**Source text:**
# # # # #
Abstract
Decomposition of LiDAR full-waveform data can not only enhance the density and positioning accuracy of a point cloud, but also provide other useful parameters, such as pulse width, peak amplitude, and peak position which are important information for subsequent processing. Full-waveform data usually contain some random noises. Traditional filtering algorithms always cause distortion in the waveform. filtering algorithm is based on Mean Shift method. It can smooth the signal iteratively and will not cause any distortion in the waveform. In this paper, an improved filtering algorithm is proposed, and several experiments on both simulated waveform data and real waveform data are implemented to prove the effectiveness of the proposed algorithm.
1. Introduction
The traditional airborne LiDAR (Light Detection and Ranging) systems only provide discrete multiple returns. They ignore the inherent information of the objects, such as structure and reflection characteristics. Furthermore, users cannot determine the errors caused by inadequate acquisition methods, because the acquisition methods are regarded as commercial secrets and are not public [1]. Since the Austrian company RIEGL first provides small-footprint scanners with capacity of digitizing entire waveform in commercial LiDAR system in 2004, more and more commercial LiDAR providers provide full-waveform data. Full-waveform scanning systems can sample the continuous laser signal by using a very small sampling interval and record it and not just record discrete return pulses [2]. The advantage is that users can process the full-waveform data and obtain corresponding information according to their applications.
Because of background light, detector noise, and noise of the digitization of waveform, there always exist messy data which do not belong to the laser signal, and the laser signals may be even mixed by the messy data [3]. Thus, properly removing the noise is important for subsequent processing of waveform data. The removal of random noise is a common problem in digital signal processing, especially in the field of image processing. Traditional image filtering algorithms may lead significant distortion to the waveform, such as mean filtering and Gaussian filtering. And the filtering results directly influence the accuracy and reliability of waveform parameter calculation. Therefore, research on filtering method which can effectively keep the characteristics of LiDAR waveform data has important theoretical significance and practical value.
The noise of laser system includes additive noise and multiplicative noise, and both of these noises will have negative influence on applications of laser scanning data. Therefore, an important task in applications of laser scanning data is to find dominant noises and develop a method to remove the noises. For gas laser systems, additive noise plays a leading role, while the influence of multiplicative noise is negligible [4].
Signal denoising methods can be divided into two categories: frequency domain processing and spatial domain processing. Spatial domain denoising methods directly apply space transformation to the signals. It is usually a neighborhood operation, which means the value of a sampling point in the output signals is calculated by a certain algorithm by using its neighbor’s value from the input signals. The algorithm can be average filtering, Gaussian filtering, and so forth. Frequency domain denoising methods first transform the signal into frequency domain before the filtering and then transform the signal back to space domain by inverse transformation after the filtering, such as Fourier transform and wavelet transform.
# # # # #
**Given data:**
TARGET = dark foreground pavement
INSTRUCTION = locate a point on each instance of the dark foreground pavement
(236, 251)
# # # # #
**Work instructions:** Reproduce the passage of the LiDAR paper that begins at the words "Signal denoising methods" and stops after the words "and wavelet transform.". Rely only on the LiDAR paper and not on the material.

**Response to this task:**
Signal denoising methods can be divided into two categories: frequency domain processing and spatial domain processing. Spatial domain denoising methods directly apply space transformation to the signals. It is usually a neighborhood operation, which means the value of a sampling point in the output signals is calculated by a certain algorithm by using its neighbor’s value from the input signals. The algorithm can be average filtering, Gaussian filtering, and so forth. Frequency domain denoising methods first transform the signal into frequency domain before the filtering and then transform the signal back to space domain by inverse transformation after the filtering, such as Fourier transform and wavelet transform.